**Rows from a point annotation set**
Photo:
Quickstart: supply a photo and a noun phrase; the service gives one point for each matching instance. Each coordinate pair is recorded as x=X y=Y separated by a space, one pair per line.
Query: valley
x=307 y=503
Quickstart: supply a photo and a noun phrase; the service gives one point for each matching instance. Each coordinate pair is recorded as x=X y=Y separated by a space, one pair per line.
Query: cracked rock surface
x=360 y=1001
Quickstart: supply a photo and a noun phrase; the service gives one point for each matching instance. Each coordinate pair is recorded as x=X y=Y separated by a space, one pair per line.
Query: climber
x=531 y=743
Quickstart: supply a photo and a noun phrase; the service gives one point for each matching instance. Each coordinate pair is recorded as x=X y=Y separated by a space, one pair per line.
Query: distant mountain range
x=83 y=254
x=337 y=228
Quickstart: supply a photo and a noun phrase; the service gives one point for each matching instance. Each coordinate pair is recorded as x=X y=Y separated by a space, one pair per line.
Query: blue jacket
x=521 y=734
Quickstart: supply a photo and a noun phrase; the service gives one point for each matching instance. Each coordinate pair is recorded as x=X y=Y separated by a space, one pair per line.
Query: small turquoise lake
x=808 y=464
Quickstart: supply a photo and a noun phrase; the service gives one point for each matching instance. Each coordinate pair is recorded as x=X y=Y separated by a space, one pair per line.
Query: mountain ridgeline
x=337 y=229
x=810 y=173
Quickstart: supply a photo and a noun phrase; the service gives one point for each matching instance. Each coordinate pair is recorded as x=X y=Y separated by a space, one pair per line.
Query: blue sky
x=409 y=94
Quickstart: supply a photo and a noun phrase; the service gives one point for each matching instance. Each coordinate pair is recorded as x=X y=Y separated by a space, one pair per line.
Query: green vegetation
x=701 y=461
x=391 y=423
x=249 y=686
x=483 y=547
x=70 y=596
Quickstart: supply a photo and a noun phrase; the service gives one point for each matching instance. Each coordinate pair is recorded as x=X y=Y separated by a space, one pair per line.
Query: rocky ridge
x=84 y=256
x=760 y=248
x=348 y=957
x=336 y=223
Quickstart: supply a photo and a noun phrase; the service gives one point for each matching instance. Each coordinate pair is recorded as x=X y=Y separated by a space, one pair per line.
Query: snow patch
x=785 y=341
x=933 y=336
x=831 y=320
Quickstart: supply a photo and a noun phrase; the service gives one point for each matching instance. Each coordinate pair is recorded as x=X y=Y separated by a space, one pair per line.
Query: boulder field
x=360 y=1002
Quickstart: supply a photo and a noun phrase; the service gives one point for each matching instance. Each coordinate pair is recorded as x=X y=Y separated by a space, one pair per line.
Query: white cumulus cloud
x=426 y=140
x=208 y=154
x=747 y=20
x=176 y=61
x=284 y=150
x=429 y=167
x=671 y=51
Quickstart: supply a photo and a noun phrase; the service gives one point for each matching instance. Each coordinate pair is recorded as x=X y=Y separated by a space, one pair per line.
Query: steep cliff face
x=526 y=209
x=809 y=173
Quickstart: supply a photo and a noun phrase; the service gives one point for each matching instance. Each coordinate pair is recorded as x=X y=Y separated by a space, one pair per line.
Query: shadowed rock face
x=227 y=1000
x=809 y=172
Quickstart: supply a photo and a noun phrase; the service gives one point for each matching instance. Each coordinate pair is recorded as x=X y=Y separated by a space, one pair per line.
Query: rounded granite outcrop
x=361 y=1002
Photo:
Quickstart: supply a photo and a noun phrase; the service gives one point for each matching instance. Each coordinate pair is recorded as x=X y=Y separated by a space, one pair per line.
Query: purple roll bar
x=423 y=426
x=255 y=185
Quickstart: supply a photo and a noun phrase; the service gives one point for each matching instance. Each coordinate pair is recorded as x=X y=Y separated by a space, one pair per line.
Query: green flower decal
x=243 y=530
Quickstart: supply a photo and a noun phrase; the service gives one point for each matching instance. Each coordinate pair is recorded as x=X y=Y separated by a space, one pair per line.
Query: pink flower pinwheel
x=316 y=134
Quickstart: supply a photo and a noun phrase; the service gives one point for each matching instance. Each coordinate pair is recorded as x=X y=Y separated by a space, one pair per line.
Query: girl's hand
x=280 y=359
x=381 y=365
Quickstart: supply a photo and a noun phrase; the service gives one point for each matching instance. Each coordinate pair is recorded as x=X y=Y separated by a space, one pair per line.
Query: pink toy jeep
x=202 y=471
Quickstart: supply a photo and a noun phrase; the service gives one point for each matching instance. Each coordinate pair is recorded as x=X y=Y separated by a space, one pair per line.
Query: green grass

**TASK INSTRUCTIONS**
Rewrite all of the rows above as a numbered list, leaving out any blank lines.

**RESPONSE TO THIS EXERCISE**
1. Photo:
2. Quickstart: supply a photo and a noun phrase; the service gives one point for each matching instance. Each coordinate pair is recorded as x=X y=Y separated by a space, one pair per line.
3. Query: valley
4. x=307 y=503
5. Quickstart: supply a photo and a noun phrase; the service gives one point for each matching instance. Each coordinate pair is recorded as x=X y=Y separated by a space, one pair per line.
6. Query: cracked rock surface
7. x=360 y=1001
8. Quickstart: supply a photo and a noun phrase; the service gives one point for each matching instance. Each coordinate pair is recorded as x=X y=Y separated by a space, one pair per line.
9. Query: climber
10. x=531 y=743
11. Quickstart: supply a photo and a noun phrase; the service gives one point for each matching instance. Each coordinate pair is recorded as x=X y=Y separated by a space, one pair per line.
12. Query: distant mountain range
13. x=83 y=254
14. x=337 y=228
15. Quickstart: supply a photo and a noun phrase; the service gives one point for each matching instance. Each coordinate pair is recorded as x=X y=Y separated by a space, one pair per line.
16. Query: blue jacket
17. x=521 y=734
18. Quickstart: supply a photo and a noun phrase; the service gives one point for each matching instance. Each coordinate pair is recorded as x=X y=Y separated by a space, one pair per line.
19. Query: small turquoise lake
20. x=808 y=464
21. Quickstart: supply a photo and a noun phrase; the service gives one point for each matching instance. Each coordinate pair is recorded as x=X y=Y separated by a space, one pair per line.
22. Query: mountain ridgeline
23. x=337 y=229
24. x=810 y=173
25. Quickstart: supply a photo and a noun phrase; the service gives one point for each matching instance. Each coordinate pair is recorded as x=X y=Y separated by a space, one pair per line.
26. Query: blue sky
27. x=409 y=94
28. Quickstart: supply a photo and a noun phrase; the service gives one point for each matching instance. Each coordinate pair is recorded as x=X y=Y separated by a space, one pair per line.
29. Query: green vegetation
30. x=701 y=461
31. x=391 y=423
32. x=249 y=686
33. x=483 y=547
34. x=70 y=596
35. Quickstart: supply a photo and a noun phrase; the service gives one point for each matching instance. Each coordinate pair is recorded as x=X y=Y separated by a space, one pair per line.
36. Query: rocky ridge
37. x=84 y=256
38. x=760 y=248
39. x=348 y=957
40. x=336 y=223
41. Quickstart: supply a photo and a noun phrase; the service gives one point for each matching instance. Each coordinate pair is recorded as x=X y=Y separated by a space, one pair per line.
42. Query: snow patch
43. x=785 y=341
44. x=933 y=336
45. x=831 y=320
46. Quickstart: supply a photo and a noun phrase; the service gives one point for each matching instance. Each coordinate pair is recorded as x=X y=Y separated by a space, one pair per line.
47. Query: boulder field
48. x=360 y=1002
49. Quickstart: supply a photo and a noun phrase; the service gives one point for each matching instance. Each coordinate pair is recorded as x=X y=Y separated by a space, one pair per line.
50. Query: white cumulus cloud
51. x=426 y=140
52. x=208 y=154
53. x=747 y=20
54. x=176 y=61
55. x=284 y=150
56. x=429 y=167
57. x=671 y=51
58. Quickstart: supply a photo and a noun phrase; the service gives one point for each matching instance. Each coordinate pair is recorded as x=X y=Y separated by a space, one pair per line.
59. Query: steep cliff face
60. x=526 y=209
61. x=809 y=173
62. Quickstart: supply a photo and a noun phrase; the service gives one point for each matching instance. Each coordinate pair is recorded as x=X y=Y separated by a space, one pair per line.
63. Query: shadowed rock face
64. x=227 y=1000
65. x=809 y=172
66. Quickstart: supply a photo and a noun phrase; the service gives one point for each matching instance. Each coordinate pair is recorded as x=X y=Y separated by a space, one pair per line.
67. Query: rounded granite outcrop
68. x=361 y=1002
69. Photo:
70. Quickstart: supply a photo and a noun phrase; the service gives one point for each matching instance. Each coordinate pair is recorded as x=X y=Y separated by a space, one pair per line.
71. Query: purple roll bar
72. x=423 y=426
73. x=255 y=185
74. Quickstart: supply a photo and a noun phrase; the service gives one point for each matching instance. Each coordinate pair is recorded as x=X y=Y separated by a space, one pair per line.
75. Query: green flower decal
76. x=243 y=530
77. Quickstart: supply a photo and a noun phrase; the service gives one point for each matching instance. Each coordinate pair is recorded as x=X y=Y separated by a space, one pair per line.
78. Query: pink flower pinwheel
79. x=316 y=134
80. Quickstart: supply a photo and a noun phrase; the service gives one point for each matching instance. Each coordinate pair is recorded as x=X y=Y separated by a space, one pair per line.
81. Query: girl's hand
82. x=280 y=359
83. x=381 y=365
84. Quickstart: supply a photo and a noun phrase; the service gives one point for each matching instance. Each coordinate pair is recorded as x=X y=Y separated by a space, one pair per line.
85. Query: pink toy jeep
86. x=202 y=471
87. Quickstart: supply a photo and a noun phrase; the service gives one point for each matching instance. Each coordinate pair is recorded as x=X y=Y separated by a space, one pair per line.
88. Query: green grass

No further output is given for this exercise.